§ **Raw data**
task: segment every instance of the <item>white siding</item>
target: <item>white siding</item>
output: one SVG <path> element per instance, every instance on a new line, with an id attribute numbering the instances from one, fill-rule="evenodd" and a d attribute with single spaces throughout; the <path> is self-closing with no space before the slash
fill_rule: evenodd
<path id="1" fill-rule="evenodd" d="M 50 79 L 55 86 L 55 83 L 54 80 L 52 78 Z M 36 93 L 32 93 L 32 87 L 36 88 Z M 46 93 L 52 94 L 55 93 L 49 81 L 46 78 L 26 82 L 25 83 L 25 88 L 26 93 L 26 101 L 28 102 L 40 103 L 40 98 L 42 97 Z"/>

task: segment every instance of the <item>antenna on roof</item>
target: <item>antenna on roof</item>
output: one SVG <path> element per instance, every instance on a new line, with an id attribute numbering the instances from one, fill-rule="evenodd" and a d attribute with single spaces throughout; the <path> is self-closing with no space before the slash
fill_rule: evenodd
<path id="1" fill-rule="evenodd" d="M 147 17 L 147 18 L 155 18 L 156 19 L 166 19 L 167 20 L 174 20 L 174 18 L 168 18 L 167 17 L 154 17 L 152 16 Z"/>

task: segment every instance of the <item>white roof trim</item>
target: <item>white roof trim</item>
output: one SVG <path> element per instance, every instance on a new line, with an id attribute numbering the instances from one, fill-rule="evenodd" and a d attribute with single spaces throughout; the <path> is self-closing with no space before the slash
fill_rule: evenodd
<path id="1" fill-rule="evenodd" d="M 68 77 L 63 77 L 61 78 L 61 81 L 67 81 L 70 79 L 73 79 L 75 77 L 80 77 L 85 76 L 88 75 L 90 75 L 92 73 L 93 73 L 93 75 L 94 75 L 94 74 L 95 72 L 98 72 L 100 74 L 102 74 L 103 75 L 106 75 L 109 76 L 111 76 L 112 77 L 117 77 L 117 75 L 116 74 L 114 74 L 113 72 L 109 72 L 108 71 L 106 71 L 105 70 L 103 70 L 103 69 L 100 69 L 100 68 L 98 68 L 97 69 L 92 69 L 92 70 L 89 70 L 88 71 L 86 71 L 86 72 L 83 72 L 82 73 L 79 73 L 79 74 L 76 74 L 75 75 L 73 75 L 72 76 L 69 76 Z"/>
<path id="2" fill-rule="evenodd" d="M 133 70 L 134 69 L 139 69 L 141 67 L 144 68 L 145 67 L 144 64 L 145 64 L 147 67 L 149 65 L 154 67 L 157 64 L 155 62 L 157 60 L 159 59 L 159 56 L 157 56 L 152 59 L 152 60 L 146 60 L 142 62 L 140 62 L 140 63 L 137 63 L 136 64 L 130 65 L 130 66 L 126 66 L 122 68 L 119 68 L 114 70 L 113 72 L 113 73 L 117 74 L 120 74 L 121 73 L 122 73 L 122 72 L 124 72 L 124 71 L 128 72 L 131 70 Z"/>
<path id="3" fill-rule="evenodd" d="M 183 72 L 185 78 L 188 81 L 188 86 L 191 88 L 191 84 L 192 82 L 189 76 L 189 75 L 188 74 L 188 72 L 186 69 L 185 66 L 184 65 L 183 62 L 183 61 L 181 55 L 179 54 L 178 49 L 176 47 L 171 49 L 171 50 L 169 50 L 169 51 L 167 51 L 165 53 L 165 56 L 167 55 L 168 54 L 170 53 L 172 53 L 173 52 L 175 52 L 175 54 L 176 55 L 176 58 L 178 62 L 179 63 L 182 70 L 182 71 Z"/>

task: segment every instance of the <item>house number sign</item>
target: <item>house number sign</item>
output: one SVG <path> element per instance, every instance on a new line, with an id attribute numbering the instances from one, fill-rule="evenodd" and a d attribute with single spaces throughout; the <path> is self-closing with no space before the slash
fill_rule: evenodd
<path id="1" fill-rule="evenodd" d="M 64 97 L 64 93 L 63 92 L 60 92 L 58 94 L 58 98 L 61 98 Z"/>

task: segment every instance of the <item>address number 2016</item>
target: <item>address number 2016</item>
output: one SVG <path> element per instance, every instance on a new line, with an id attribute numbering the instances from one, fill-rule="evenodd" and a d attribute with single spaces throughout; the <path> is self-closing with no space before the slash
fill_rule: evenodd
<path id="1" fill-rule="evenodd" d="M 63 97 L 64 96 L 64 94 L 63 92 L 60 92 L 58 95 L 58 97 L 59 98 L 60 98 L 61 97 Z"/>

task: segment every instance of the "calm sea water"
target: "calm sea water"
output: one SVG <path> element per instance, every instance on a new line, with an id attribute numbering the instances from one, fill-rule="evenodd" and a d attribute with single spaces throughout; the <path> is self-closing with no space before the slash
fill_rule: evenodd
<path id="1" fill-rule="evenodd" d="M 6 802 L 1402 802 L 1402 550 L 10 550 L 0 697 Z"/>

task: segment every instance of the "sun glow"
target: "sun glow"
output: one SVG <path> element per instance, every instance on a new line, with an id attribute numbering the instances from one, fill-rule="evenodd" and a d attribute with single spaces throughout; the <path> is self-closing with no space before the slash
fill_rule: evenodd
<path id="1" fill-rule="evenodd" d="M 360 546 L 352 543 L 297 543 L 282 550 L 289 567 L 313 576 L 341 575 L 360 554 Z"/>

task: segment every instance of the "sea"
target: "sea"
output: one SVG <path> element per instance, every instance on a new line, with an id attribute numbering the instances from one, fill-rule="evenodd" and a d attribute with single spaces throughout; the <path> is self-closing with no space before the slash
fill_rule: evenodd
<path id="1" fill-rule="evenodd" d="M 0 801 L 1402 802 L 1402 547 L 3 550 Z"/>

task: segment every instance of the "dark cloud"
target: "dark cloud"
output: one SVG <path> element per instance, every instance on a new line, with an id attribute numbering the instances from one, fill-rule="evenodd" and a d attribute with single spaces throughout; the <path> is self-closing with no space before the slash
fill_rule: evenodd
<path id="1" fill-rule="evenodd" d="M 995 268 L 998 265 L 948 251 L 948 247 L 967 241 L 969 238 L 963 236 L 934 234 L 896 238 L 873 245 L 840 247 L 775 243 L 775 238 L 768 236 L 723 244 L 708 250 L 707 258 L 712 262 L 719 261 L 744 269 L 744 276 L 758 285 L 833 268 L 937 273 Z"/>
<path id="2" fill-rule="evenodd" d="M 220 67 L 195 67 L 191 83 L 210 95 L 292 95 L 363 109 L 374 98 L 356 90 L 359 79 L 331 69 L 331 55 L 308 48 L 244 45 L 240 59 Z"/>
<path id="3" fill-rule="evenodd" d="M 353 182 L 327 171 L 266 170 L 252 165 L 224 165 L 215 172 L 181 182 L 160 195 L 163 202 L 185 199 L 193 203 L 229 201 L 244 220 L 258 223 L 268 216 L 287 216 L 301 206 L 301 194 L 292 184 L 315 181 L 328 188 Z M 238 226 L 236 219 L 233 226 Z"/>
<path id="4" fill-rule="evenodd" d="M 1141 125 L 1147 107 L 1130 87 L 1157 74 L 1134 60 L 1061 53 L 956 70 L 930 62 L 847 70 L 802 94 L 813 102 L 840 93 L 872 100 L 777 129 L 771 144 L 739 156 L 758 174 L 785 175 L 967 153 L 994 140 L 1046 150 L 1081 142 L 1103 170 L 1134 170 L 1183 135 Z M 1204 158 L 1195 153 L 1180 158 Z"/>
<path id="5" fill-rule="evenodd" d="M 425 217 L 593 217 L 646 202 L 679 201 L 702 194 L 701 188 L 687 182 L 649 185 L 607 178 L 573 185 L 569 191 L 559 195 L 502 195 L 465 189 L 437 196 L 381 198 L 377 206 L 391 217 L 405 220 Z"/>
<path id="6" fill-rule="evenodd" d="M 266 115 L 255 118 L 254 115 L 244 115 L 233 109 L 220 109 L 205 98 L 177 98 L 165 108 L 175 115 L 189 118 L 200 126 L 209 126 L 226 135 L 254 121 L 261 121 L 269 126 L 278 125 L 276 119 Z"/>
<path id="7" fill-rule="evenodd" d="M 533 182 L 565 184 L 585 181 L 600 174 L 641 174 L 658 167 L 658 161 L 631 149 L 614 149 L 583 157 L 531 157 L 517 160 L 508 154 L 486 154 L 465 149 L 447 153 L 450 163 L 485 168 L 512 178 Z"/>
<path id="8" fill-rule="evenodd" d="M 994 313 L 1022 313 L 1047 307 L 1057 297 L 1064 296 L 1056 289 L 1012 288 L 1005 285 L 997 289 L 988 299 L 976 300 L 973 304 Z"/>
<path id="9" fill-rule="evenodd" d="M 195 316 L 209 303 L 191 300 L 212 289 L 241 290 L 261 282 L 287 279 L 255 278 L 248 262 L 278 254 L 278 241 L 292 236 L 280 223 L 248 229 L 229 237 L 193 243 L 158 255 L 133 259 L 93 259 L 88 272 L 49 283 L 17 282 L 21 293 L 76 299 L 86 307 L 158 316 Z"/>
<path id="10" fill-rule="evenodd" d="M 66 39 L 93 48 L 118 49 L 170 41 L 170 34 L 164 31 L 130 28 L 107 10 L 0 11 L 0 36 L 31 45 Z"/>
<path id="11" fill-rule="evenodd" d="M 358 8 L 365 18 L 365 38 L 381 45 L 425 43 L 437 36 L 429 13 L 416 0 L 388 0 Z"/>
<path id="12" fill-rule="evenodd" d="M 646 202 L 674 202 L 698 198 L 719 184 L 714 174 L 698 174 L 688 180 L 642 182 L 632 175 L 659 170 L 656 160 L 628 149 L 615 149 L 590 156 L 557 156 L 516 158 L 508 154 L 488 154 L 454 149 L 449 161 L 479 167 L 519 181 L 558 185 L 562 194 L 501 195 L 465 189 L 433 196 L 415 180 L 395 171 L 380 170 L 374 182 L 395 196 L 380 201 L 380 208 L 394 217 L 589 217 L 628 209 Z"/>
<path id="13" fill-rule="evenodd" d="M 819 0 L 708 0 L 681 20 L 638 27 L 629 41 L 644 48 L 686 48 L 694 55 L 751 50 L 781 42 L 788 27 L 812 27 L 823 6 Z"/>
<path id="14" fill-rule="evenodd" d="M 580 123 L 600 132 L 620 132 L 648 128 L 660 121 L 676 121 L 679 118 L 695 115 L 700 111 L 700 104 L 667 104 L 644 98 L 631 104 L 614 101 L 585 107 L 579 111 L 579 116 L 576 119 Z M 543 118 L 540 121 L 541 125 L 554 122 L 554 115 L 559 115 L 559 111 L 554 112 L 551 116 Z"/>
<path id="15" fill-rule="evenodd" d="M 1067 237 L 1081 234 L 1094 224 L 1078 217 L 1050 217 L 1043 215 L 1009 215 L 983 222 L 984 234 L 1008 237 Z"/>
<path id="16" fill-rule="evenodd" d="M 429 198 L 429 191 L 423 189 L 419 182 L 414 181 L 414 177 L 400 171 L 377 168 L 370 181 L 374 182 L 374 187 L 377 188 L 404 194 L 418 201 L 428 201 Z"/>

§ **Directions**
Which lines in the listing above contain the string "address"? Extract each of them.

§ **Answer**
task: segment every instance of the <item>address number 2016</item>
target: <item>address number 2016</item>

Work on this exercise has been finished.